Extract the lines of the records below, beginning at the line containing "Tag eyeglasses in" and ending after the line containing "468, 82, 509, 105", and reproduce them exactly.

— Records to use —
»»
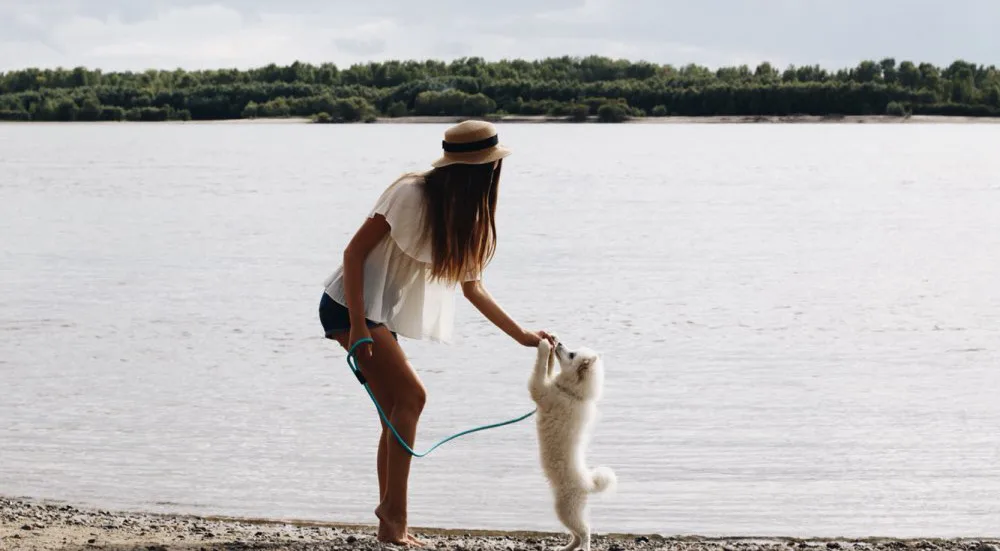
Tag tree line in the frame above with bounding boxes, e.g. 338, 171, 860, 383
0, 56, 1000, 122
««
»»
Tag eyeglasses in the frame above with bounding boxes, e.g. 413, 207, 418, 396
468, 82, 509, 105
««
»»
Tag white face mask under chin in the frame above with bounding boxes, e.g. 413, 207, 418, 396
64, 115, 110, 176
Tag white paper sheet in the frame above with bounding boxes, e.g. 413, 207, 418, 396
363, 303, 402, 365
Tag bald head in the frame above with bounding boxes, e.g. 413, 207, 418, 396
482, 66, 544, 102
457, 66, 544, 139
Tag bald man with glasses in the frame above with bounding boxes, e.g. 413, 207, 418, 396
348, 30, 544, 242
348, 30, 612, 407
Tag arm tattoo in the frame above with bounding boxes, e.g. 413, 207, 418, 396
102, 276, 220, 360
««
— Answer to this task —
Tag eyeglasses in the frame above with bounding boxes, e.g. 413, 207, 418, 396
468, 82, 509, 105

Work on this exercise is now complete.